_Exercise requirements_
**1.** For the article on publishing dull results, decide whether each statement agrees with it: (a) Nyhan proposes that journals commit to publishing a study's results if the study is conducted and reported professionally; (b) Schekman says newspapers have been hiring more science journalists; (c) studies with null results are more likely to be published. Answer yes or no for each, and quote the deciding words from the article.
**2.** Reproduce the passage of the article on publishing dull results that begins at the words "The Problem with" and ends after the words "on various topics.".

_Text passage_

####

The Problem with Publications Rarely Publishing Dull Results


Medical, psychiatric, psychology and other scientific studies that simply replicate research, find null results, or get results showing no effects from treatments are far less likely to be published, and a New York Times op-ed looks at a few burgeoning solutions to these problems. Meanwhile, in an interview in Mètode, medical Nobel Prize-winner Randy Schekman discusses how the situation is distorting our collective understanding.

“(M)y colleagues and I propose a radically different publishing model,” writes Brendan Nyhan in the New York Times. “Ask journal editors and scientific peers to review study designs and analysis plans and commit to publish the results if the study is conducted and reported in a professional manner.”

Meanwhile, in Mètode, Shekman comments on various topics.

Shekman on the journals Nature, Cell and Science: “Yeah, they have a very effective business plan, I would say. They prey on people’s vanity.”

Shekman on news media and science: “In order to get their papers published in Nature or Science, they exaggerate the importance of their work, absolutely. Investigators are under pressure to get their work funded and so they think that if they have more publicity for their work, even in the newspapers, that will help them with funding, or help them with recognition, fame and glory. I mean, why should scientists be any different than other people?… But increasingly, unfortunately, these newspapers have fired, gotten rid of their science journalists. So now many newspapers are dependent on the press releases issued by the journals to describe their work, and that may be good for the journals, but I don’t think it’s good for the general public.”

####

_Dataset records_

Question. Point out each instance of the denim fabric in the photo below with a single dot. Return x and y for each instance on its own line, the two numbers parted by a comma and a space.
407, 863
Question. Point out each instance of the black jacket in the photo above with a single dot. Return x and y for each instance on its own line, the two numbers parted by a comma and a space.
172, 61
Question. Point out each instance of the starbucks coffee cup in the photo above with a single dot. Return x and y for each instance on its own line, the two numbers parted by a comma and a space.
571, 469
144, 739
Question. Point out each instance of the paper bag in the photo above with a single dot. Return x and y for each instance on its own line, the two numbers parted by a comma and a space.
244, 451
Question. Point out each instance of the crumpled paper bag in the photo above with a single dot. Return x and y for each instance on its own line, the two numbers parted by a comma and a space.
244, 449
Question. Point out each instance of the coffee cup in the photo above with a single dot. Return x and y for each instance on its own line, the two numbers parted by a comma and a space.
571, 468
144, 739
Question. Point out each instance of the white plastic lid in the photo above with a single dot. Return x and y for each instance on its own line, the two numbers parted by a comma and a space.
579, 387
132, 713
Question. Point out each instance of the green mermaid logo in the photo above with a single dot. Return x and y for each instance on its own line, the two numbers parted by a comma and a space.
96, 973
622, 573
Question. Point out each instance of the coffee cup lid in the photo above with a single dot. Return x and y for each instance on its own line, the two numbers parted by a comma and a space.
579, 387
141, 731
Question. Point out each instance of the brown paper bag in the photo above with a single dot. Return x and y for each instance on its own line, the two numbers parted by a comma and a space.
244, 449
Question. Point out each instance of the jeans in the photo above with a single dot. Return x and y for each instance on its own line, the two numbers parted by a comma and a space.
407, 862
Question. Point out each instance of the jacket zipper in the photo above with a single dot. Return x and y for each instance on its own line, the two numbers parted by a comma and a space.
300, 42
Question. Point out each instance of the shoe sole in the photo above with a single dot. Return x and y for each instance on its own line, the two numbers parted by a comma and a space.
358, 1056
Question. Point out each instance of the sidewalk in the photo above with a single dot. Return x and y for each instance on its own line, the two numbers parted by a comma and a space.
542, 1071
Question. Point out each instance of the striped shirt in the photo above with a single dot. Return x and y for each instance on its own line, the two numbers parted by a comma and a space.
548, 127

####

_Answers to the tasks_
**1.**
(a) Yes: "commit to publish the results if the study is conducted and reported in a professional manner."
(b) No: "these newspapers have fired, gotten rid of their science journalists."
(c) No: "are far less likely to be published"

**2.**
The Problem with Publications Rarely Publishing Dull Results


Medical, psychiatric, psychology and other scientific studies that simply replicate research, find null results, or get results showing no effects from treatments are far less likely to be published, and a New York Times op-ed looks at a few burgeoning solutions to these problems. Meanwhile, in an interview in Mètode, medical Nobel Prize-winner Randy Schekman discusses how the situation is distorting our collective understanding.

“(M)y colleagues and I propose a radically different publishing model,” writes Brendan Nyhan in the New York Times. “Ask journal editors and scientific peers to review study designs and analysis plans and commit to publish the results if the study is conducted and reported in a professional manner.”

Meanwhile, in Mètode, Shekman comments on various topics.